Exercise directions
Show each line of the material below that contains the string "upper".

Stored items

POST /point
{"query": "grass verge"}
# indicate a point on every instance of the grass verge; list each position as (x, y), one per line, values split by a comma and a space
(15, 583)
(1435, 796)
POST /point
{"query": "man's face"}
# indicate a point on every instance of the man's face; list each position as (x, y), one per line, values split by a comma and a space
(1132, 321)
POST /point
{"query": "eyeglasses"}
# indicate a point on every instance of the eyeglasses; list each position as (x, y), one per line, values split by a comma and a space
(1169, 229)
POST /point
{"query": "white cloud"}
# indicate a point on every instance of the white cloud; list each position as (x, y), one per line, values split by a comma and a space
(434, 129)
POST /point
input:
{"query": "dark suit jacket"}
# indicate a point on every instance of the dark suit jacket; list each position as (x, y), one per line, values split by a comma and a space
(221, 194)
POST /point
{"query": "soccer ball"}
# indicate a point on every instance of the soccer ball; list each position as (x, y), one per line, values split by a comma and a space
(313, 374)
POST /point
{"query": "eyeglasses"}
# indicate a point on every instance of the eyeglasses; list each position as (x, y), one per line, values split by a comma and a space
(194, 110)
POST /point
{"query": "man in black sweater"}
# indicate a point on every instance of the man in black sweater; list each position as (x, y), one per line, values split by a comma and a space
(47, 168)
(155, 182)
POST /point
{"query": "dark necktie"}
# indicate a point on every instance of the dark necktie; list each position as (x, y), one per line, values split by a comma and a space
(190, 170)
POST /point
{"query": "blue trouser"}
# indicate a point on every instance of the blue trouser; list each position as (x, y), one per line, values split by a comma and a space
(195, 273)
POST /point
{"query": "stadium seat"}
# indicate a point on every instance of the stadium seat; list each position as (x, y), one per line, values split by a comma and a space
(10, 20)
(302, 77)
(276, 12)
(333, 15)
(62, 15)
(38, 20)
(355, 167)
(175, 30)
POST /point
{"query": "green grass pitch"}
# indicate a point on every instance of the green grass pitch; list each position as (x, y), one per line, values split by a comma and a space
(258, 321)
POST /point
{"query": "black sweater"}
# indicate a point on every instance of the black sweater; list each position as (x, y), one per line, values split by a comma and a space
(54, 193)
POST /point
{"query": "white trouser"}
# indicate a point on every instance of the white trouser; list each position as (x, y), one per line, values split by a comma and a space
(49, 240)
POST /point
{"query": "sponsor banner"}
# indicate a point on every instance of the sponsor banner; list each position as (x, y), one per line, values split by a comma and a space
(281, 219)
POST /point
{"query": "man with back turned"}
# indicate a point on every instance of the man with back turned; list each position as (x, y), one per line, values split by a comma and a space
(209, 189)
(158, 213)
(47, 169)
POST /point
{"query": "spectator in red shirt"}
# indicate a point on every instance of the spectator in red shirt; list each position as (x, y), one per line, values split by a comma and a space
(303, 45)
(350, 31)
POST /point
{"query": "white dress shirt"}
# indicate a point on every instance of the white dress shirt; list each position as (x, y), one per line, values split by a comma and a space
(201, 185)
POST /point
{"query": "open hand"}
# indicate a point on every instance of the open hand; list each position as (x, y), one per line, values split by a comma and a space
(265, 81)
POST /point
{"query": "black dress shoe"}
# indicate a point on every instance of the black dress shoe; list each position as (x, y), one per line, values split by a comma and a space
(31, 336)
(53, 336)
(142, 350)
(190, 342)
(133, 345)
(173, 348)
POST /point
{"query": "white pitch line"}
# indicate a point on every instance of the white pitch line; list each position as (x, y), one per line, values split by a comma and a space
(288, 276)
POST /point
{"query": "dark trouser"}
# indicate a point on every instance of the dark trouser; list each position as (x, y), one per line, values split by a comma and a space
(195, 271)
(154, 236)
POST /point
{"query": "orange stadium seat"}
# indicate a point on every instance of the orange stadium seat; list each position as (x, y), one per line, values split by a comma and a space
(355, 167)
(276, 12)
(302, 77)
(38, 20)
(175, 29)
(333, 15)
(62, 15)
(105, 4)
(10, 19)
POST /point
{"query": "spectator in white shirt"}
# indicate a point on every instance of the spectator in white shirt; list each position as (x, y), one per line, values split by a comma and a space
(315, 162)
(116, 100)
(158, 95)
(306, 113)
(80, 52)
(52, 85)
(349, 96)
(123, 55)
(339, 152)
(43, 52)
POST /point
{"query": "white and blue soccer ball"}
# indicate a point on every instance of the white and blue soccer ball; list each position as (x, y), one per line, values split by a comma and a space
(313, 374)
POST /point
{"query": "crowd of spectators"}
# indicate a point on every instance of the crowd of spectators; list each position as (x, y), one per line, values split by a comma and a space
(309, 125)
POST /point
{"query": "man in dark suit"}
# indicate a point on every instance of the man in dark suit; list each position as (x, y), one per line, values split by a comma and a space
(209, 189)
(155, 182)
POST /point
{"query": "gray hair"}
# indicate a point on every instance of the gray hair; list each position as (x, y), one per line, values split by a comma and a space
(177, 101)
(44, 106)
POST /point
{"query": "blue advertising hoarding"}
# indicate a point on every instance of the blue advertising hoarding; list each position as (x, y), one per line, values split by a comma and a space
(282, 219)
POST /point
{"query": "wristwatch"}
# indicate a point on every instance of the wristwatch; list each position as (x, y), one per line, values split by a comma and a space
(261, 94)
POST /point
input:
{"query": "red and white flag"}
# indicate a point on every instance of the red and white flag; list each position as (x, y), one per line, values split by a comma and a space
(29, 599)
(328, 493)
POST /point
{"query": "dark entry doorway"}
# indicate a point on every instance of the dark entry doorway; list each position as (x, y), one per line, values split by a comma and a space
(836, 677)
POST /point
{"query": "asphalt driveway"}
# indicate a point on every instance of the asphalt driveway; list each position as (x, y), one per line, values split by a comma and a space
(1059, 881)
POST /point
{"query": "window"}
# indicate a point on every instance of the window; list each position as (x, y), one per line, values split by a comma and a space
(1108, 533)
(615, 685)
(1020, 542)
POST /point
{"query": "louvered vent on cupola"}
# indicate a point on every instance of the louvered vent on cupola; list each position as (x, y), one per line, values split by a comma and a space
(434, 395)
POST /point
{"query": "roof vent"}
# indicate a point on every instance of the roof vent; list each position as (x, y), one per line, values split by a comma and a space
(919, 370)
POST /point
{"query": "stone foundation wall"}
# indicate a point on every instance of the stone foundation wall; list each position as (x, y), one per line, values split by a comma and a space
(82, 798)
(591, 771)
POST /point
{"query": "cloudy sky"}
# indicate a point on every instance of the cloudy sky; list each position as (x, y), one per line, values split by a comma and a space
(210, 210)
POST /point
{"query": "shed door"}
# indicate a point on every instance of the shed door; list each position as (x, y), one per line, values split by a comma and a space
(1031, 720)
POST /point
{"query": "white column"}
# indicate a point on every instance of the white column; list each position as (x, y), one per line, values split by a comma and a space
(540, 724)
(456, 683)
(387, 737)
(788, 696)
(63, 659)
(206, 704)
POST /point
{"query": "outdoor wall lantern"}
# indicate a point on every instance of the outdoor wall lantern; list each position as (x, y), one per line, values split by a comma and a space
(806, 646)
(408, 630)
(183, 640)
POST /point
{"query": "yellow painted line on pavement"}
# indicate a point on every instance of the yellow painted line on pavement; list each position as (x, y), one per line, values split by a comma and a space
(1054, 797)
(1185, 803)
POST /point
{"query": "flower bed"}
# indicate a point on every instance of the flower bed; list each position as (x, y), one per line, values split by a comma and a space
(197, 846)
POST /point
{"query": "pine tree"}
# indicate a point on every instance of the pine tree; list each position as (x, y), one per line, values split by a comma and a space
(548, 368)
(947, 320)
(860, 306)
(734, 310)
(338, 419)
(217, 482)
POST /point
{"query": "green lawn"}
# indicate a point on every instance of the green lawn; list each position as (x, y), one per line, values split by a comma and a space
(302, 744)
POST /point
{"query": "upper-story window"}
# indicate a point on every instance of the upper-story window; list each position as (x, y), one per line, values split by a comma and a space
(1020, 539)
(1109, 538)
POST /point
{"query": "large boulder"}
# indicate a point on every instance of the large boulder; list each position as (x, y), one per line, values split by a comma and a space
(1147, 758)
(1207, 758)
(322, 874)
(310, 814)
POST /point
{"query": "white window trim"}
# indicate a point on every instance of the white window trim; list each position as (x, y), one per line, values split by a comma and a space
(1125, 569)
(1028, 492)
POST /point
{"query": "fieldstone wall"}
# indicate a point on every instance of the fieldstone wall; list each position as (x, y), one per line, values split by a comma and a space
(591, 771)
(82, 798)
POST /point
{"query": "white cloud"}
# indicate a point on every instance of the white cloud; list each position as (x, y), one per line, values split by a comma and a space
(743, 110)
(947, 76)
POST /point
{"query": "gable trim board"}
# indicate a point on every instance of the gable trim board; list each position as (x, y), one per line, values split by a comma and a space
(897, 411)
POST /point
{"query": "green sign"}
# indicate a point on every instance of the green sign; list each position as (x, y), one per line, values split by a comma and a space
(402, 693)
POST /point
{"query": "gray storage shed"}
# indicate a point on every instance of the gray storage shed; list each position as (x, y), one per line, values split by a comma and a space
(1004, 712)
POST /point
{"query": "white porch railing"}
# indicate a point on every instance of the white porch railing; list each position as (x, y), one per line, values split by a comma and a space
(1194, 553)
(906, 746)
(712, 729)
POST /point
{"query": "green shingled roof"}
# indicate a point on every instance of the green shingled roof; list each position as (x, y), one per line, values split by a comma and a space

Exercise output
{"query": "upper-story window"}
# indicate a point on every instance of the upper-story window; list each position as (x, y), one per line, values split by a comma and a space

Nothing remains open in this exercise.